• Question à traiter:
Selon l'entretien sur Metro avant et après la crise, combien de halles du grossiste sont restées ouvertes pendant cette période ?

• Texte à lire:
::::::::
Metro avant/après la crise : stratégie, évolution, résultats par Pascal Peltier, directeur général

Metro avant/après la crise : stratégie, évolution, résultats par Pascal Peltier, directeur général

Proximité avec ses fournisseurs et ses clients, digitalisation, logistique du dernier kilomètre, évolution de l’offre et des prix… Optimiste mais lucide, le directeur général Pascal Peltier raconte l’adaptation du grossiste pendant et après les confinements. Et les premiers résultats depuis l’ouverture des terrasses puis des restaurants.

Comment avez-vous traversé cette période totalement inédite ?

Nos 98 halles sont restées ouvertes ; c’était compliqué d’être le plus juste dans notre assortiment par rapport au niveau de commandes alors que l’activité était erratique. Notre chance, ça a été un afflux exceptionnel de restaurateurs venus s’approvisionner pour la VAE, la livraison, même si leur panier moyen était peu élevé. Notre chiffre d’affaires de 4,3 milliards d’euros en 2019 a ainsi baissé de 20 % en 2020 et même de 35 % sur la restauration, et de 30 % à fin mars 2021 (- 48 % sur la restauration).
L’enjeu d’une telle période, c’est de garder tout le monde mobilisé, les équipes, les clients, les fournisseurs pour le jour où ça repart.

Comment avez-vous fait pour les garder mobilisés ?

Sur nos 4000 fournisseurs, les quelque 3200 TPE/PME qui travaillent avec nous étaient grandement dépendantes de la RHD, on a pris le parti de les favoriser au détriment des grands groupes, qui eux avaient les reins plus solides, ou la capacité d’aller en GMS. Dans nos entrepôts, nous avons conservé 100 % de leur assortiment lors du premier confinement. C’était d’autant plus important que notre assortiment est à plus de 60 % en produits frais : on ne peut pas relancer la machine du jour au lendemain. Il faut prévoir, anticiper la pousse du fruit, du légume, l’élevage de la bête… Pour garder les fournisseurs en alerte, nos équipes ont pris du temps pour les rencontrer, leur assurer des débouchés. Nous avons accentué nos ressources, nos investissements pour qu’ils dédient une part importante de leurs produits, de leurs emballages, de leur logistique à la RHD. Nous avons créé des groupes de travail pour mener des réflexions ensemble, en dehors de toute négociation commerciale. J’estime que c’était de notre responsabilité.
Deuxième élément, nous avons formé nos équipes à mieux comprendre le métier de nos restaurateurs, à être plus à l’écoute de leurs difficultés, de leurs projets, de leur développement. Ils étaient de vrais experts produits, ils sont devenus de vrais experts de la compréhension.
::::::::
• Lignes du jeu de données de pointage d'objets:
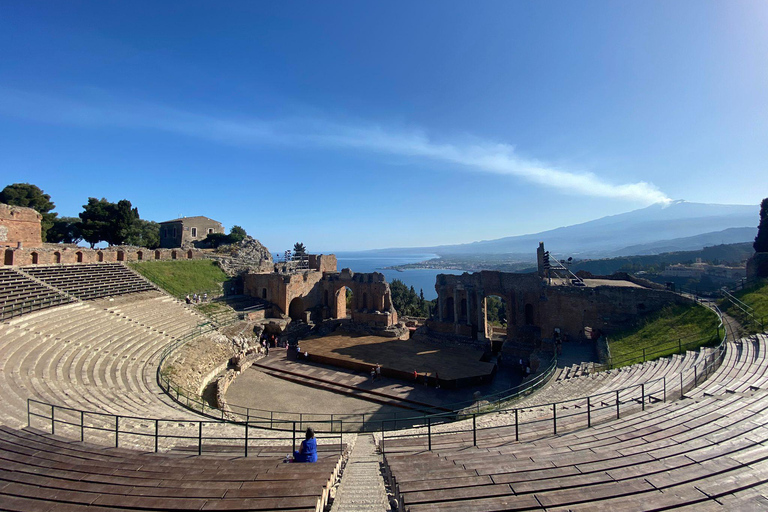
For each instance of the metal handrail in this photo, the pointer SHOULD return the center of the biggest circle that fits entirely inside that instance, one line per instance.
(115, 421)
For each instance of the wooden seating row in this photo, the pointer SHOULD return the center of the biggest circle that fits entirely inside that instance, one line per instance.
(41, 472)
(691, 452)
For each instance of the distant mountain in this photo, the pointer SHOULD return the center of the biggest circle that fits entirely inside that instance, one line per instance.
(690, 243)
(679, 225)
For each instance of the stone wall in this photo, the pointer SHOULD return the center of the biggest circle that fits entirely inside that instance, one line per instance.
(314, 296)
(19, 225)
(534, 308)
(53, 254)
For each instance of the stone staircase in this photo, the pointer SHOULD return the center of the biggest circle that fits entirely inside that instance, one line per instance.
(362, 486)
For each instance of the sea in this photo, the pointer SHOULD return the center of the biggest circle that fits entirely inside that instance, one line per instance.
(373, 261)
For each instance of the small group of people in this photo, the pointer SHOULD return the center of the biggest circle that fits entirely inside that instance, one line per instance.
(375, 373)
(524, 368)
(196, 299)
(307, 452)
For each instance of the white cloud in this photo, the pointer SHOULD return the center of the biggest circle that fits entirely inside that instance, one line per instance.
(476, 156)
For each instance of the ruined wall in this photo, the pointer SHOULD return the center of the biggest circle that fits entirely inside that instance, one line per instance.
(534, 308)
(314, 295)
(19, 225)
(53, 254)
(323, 262)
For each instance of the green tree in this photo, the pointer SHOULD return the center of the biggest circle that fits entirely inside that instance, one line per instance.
(65, 230)
(109, 222)
(237, 234)
(761, 240)
(144, 233)
(30, 196)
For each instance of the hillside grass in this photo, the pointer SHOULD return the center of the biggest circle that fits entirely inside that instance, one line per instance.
(180, 278)
(755, 297)
(663, 333)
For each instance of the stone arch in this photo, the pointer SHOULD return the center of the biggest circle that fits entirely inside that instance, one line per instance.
(343, 307)
(296, 309)
(529, 314)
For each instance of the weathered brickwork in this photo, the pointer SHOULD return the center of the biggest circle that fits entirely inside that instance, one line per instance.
(535, 306)
(51, 254)
(186, 231)
(320, 294)
(19, 225)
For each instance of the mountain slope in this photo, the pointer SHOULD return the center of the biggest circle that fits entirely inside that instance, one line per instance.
(612, 234)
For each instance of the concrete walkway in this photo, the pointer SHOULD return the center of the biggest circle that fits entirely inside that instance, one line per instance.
(362, 486)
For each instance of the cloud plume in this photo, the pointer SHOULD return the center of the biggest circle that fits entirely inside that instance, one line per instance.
(474, 156)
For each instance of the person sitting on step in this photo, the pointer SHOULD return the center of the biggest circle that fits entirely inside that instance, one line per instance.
(307, 452)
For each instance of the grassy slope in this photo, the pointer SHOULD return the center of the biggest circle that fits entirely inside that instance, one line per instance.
(757, 298)
(179, 278)
(661, 332)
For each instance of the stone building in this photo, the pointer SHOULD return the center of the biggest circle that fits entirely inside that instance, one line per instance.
(320, 293)
(537, 303)
(186, 231)
(19, 227)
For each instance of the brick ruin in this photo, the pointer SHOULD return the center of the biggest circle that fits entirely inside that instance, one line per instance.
(21, 244)
(19, 227)
(318, 293)
(537, 303)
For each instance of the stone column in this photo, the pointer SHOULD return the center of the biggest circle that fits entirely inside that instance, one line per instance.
(481, 315)
(456, 309)
(468, 292)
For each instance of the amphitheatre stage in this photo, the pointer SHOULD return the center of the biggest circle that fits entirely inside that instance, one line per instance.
(455, 366)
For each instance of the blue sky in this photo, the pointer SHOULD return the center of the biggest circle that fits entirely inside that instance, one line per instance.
(357, 125)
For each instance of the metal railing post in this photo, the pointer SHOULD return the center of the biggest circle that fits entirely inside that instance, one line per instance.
(554, 418)
(517, 429)
(429, 433)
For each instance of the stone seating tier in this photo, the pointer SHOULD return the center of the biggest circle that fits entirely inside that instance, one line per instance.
(41, 472)
(91, 281)
(19, 293)
(706, 452)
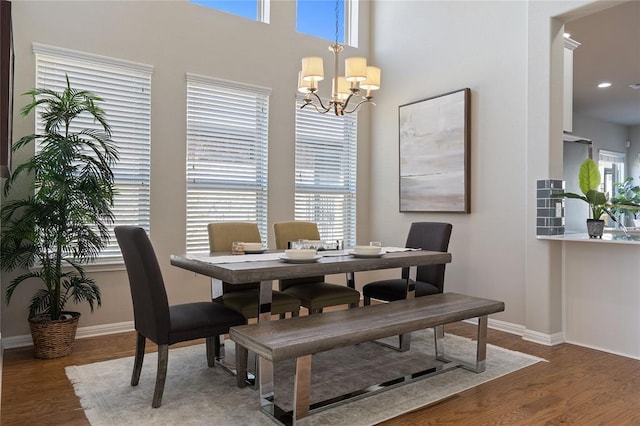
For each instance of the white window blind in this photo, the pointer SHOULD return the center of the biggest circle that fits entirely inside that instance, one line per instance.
(227, 133)
(125, 88)
(326, 173)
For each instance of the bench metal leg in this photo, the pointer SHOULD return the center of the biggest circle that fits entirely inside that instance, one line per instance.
(265, 385)
(478, 366)
(404, 340)
(302, 387)
(351, 283)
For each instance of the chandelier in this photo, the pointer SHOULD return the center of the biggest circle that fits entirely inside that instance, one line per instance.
(359, 77)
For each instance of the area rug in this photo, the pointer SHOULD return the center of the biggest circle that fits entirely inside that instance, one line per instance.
(197, 395)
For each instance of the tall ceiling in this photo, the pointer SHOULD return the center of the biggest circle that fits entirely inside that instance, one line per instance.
(609, 51)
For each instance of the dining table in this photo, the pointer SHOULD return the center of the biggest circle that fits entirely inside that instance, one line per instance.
(273, 265)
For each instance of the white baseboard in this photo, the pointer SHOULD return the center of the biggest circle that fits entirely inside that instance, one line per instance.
(123, 327)
(521, 330)
(544, 339)
(83, 332)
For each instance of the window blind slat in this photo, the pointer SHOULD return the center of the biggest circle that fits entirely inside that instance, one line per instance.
(227, 125)
(325, 175)
(126, 92)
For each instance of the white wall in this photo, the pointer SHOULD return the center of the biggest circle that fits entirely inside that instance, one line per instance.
(446, 46)
(177, 37)
(633, 162)
(510, 55)
(605, 135)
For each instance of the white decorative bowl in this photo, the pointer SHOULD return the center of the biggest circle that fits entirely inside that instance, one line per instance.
(367, 250)
(300, 253)
(252, 246)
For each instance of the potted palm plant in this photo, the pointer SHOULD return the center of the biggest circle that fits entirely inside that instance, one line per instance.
(61, 223)
(627, 199)
(589, 180)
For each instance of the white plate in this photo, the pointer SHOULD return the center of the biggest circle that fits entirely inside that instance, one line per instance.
(292, 260)
(367, 256)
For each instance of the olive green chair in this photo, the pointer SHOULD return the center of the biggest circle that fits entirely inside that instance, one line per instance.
(313, 293)
(245, 298)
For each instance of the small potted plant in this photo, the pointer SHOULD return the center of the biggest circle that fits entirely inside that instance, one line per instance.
(627, 199)
(61, 222)
(589, 180)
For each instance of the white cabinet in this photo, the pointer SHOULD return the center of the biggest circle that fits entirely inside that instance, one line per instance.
(569, 46)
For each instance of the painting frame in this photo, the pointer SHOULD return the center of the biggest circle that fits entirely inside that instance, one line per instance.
(434, 153)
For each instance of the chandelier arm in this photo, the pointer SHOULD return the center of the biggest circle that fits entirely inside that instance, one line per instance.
(366, 101)
(346, 102)
(307, 101)
(324, 108)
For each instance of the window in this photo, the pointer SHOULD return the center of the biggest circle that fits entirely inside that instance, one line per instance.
(318, 18)
(227, 130)
(325, 173)
(256, 10)
(125, 88)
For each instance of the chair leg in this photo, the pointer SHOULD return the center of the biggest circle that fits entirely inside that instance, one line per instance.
(210, 343)
(137, 363)
(161, 375)
(242, 355)
(216, 346)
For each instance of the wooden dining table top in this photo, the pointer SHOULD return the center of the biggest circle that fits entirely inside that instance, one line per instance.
(263, 270)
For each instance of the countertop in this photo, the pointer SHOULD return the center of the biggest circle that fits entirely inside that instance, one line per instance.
(609, 237)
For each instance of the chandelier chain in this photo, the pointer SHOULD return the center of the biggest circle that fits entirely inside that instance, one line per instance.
(337, 10)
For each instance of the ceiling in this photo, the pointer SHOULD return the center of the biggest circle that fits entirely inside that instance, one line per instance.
(609, 51)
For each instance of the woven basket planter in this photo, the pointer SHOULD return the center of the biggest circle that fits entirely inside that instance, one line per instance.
(53, 339)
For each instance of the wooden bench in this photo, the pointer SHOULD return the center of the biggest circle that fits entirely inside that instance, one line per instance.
(302, 337)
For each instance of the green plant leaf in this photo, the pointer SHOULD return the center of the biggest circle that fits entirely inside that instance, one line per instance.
(589, 176)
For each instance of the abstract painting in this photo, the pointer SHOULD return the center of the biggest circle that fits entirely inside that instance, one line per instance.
(434, 154)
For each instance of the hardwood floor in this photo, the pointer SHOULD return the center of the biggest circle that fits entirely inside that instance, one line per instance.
(578, 386)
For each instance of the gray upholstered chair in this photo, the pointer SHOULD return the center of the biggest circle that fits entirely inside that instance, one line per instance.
(244, 298)
(432, 236)
(313, 292)
(159, 322)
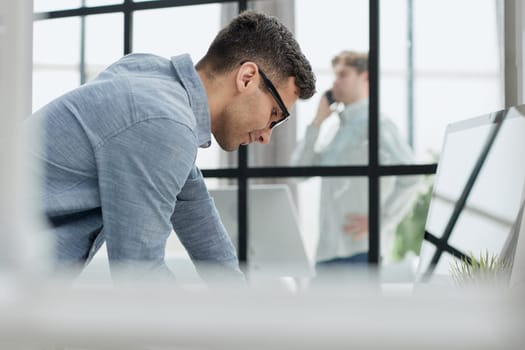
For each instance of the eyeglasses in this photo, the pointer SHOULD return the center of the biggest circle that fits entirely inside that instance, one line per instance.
(273, 91)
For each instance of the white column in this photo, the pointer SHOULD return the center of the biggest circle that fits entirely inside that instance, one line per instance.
(20, 248)
(514, 17)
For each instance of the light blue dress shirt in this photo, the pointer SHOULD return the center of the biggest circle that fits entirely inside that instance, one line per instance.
(119, 162)
(341, 196)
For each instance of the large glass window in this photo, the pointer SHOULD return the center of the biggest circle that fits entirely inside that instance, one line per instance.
(431, 73)
(434, 72)
(56, 58)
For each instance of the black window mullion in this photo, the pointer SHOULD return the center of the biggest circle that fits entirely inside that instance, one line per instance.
(373, 136)
(242, 194)
(128, 26)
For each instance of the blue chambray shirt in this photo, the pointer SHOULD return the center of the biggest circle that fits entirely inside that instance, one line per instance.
(119, 163)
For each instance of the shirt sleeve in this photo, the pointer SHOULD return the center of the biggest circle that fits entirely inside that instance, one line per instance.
(398, 192)
(305, 154)
(141, 170)
(199, 228)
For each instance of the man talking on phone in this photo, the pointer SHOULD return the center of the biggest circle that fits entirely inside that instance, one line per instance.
(343, 232)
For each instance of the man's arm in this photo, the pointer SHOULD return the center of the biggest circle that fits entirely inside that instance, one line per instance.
(305, 154)
(200, 229)
(141, 170)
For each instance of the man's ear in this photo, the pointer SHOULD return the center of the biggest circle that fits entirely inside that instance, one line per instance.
(246, 77)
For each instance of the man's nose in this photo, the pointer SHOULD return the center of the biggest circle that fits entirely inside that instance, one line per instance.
(264, 136)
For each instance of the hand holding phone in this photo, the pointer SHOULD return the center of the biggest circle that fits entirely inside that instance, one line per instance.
(330, 97)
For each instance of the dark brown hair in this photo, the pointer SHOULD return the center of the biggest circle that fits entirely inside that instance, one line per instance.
(263, 39)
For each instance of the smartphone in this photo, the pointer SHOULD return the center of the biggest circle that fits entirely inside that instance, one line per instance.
(329, 96)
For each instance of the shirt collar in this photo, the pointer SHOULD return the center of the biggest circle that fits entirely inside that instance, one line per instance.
(191, 81)
(353, 111)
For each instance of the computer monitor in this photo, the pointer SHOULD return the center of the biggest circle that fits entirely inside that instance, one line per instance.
(477, 197)
(275, 244)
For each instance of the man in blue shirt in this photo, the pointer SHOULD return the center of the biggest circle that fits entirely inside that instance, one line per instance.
(119, 152)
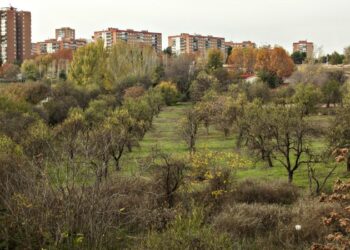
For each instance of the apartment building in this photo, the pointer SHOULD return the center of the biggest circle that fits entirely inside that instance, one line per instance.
(15, 35)
(65, 33)
(65, 39)
(195, 44)
(304, 46)
(143, 38)
(244, 44)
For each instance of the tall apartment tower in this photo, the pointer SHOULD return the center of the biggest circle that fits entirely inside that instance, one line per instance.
(65, 33)
(194, 44)
(15, 35)
(304, 46)
(142, 38)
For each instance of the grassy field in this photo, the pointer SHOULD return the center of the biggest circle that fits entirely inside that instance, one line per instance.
(164, 136)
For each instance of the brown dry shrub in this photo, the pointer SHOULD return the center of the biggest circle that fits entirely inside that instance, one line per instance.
(134, 92)
(254, 191)
(272, 226)
(81, 217)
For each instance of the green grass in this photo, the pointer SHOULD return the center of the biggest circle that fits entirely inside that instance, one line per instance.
(164, 136)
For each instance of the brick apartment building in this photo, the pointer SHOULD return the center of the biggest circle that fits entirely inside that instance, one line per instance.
(65, 39)
(244, 44)
(65, 33)
(304, 46)
(195, 44)
(143, 38)
(15, 35)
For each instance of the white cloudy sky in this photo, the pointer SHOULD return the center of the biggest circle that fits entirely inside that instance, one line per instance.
(325, 22)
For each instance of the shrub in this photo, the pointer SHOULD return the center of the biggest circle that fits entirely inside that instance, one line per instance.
(272, 226)
(187, 232)
(169, 92)
(252, 191)
(134, 92)
(29, 92)
(251, 220)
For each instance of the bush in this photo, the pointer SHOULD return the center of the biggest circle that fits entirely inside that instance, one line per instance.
(134, 92)
(169, 92)
(252, 191)
(187, 232)
(251, 220)
(29, 92)
(272, 226)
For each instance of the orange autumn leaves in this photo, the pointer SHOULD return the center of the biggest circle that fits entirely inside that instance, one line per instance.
(250, 60)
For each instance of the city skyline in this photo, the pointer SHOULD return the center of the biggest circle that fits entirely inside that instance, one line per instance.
(280, 22)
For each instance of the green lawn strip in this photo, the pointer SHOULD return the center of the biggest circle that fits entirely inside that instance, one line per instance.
(164, 135)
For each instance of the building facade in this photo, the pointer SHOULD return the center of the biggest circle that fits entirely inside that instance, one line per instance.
(51, 46)
(195, 44)
(15, 35)
(244, 44)
(65, 33)
(304, 46)
(143, 38)
(65, 39)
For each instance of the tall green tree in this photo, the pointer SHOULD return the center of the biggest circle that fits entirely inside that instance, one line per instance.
(88, 67)
(30, 70)
(127, 61)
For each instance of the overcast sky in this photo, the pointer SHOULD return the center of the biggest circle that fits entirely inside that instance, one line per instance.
(324, 22)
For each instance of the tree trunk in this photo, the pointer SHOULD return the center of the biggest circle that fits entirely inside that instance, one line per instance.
(105, 170)
(269, 160)
(266, 157)
(290, 176)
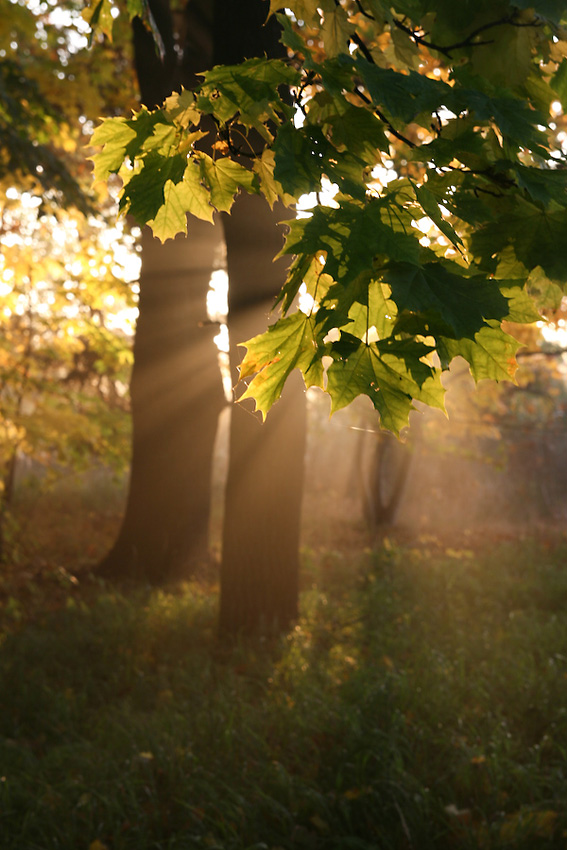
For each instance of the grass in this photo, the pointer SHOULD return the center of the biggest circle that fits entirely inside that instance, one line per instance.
(421, 702)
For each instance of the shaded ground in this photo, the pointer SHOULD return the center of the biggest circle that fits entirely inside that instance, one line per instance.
(419, 703)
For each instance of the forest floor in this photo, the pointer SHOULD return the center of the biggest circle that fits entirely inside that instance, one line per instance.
(420, 702)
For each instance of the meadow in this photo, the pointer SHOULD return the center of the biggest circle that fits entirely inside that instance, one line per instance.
(420, 702)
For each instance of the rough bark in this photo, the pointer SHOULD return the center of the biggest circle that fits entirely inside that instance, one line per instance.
(260, 562)
(176, 390)
(176, 397)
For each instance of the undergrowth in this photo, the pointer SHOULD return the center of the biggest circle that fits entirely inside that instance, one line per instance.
(420, 702)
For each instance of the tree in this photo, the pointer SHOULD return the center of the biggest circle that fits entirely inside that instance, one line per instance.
(64, 362)
(423, 116)
(176, 389)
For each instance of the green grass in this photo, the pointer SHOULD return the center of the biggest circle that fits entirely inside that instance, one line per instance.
(420, 703)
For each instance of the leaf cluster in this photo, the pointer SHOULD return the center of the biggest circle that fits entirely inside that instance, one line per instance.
(433, 124)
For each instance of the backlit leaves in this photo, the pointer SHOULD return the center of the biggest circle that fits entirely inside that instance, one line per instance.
(447, 197)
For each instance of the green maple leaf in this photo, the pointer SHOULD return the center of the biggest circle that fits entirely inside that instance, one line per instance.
(180, 107)
(491, 354)
(187, 196)
(271, 357)
(450, 304)
(143, 195)
(224, 178)
(386, 379)
(114, 134)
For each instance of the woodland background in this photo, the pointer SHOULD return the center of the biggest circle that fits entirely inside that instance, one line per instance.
(419, 701)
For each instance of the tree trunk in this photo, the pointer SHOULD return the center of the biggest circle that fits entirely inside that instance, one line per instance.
(176, 396)
(176, 389)
(260, 556)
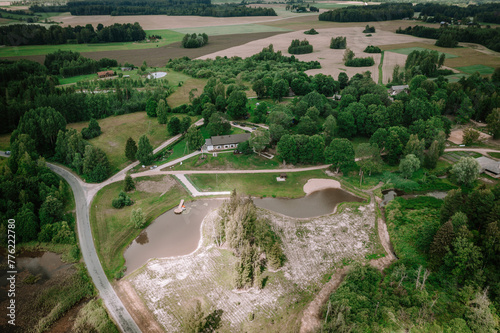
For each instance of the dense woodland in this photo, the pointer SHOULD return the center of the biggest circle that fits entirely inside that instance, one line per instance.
(22, 34)
(449, 36)
(155, 7)
(485, 12)
(383, 12)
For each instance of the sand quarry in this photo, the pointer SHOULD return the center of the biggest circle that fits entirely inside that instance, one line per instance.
(331, 60)
(313, 247)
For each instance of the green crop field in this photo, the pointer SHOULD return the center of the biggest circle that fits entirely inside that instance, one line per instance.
(168, 37)
(408, 50)
(231, 29)
(482, 69)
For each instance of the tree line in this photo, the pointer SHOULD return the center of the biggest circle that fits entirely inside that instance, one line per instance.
(22, 34)
(484, 12)
(488, 37)
(383, 12)
(190, 41)
(155, 7)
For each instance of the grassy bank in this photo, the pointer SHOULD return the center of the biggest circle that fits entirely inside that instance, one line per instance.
(263, 184)
(117, 129)
(112, 228)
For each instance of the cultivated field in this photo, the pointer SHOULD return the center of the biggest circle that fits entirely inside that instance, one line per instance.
(313, 248)
(331, 60)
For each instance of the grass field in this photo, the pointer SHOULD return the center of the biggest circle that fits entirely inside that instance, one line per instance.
(263, 184)
(117, 129)
(228, 161)
(408, 50)
(168, 37)
(483, 70)
(112, 228)
(231, 29)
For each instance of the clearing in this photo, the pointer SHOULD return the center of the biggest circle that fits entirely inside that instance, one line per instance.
(117, 129)
(313, 249)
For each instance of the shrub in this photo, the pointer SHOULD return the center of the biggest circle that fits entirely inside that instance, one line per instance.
(338, 43)
(311, 32)
(300, 47)
(191, 41)
(122, 201)
(372, 49)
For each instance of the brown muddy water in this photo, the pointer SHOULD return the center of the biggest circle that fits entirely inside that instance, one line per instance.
(315, 204)
(172, 235)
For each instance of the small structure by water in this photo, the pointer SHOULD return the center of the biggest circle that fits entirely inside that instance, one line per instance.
(157, 75)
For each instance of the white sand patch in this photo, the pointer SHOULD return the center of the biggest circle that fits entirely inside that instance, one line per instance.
(314, 185)
(330, 60)
(312, 248)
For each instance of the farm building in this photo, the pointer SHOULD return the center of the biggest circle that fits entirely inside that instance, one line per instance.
(397, 89)
(225, 141)
(489, 166)
(105, 74)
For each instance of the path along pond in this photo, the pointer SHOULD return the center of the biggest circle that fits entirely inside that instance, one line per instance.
(172, 235)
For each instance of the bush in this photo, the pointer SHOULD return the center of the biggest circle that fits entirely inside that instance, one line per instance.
(300, 47)
(372, 49)
(194, 41)
(338, 43)
(311, 32)
(122, 201)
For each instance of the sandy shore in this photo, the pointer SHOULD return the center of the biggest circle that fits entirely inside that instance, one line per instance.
(314, 185)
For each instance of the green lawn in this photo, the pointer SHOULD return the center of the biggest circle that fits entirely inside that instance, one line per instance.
(409, 50)
(263, 184)
(169, 37)
(482, 69)
(112, 229)
(228, 161)
(117, 129)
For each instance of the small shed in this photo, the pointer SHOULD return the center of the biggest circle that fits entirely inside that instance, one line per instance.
(489, 166)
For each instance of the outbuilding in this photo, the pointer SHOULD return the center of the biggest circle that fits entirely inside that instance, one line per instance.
(222, 142)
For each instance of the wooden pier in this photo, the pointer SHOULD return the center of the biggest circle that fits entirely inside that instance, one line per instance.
(180, 208)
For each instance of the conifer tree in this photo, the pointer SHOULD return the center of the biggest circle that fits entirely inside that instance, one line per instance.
(130, 149)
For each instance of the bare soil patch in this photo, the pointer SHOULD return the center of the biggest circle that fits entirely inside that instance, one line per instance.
(135, 306)
(331, 60)
(155, 186)
(313, 248)
(314, 185)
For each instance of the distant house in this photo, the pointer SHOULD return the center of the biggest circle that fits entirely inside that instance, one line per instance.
(489, 166)
(105, 74)
(398, 89)
(225, 141)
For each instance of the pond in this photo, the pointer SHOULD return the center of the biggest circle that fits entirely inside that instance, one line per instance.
(174, 235)
(157, 75)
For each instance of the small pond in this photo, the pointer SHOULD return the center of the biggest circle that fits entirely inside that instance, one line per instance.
(157, 75)
(173, 235)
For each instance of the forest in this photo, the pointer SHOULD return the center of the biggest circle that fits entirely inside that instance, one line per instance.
(483, 12)
(383, 12)
(489, 37)
(155, 7)
(22, 34)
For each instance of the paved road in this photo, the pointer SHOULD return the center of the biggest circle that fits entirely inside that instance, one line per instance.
(106, 291)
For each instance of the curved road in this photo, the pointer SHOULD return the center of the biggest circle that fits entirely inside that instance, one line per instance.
(84, 193)
(106, 291)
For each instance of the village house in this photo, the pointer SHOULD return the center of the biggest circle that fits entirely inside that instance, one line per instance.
(225, 141)
(489, 166)
(105, 74)
(398, 89)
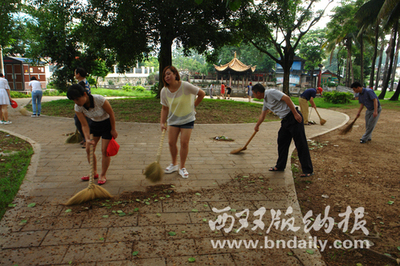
::::::::
• Réponse à l'exercice:
Les 98 halles de Metro sont restées ouvertes.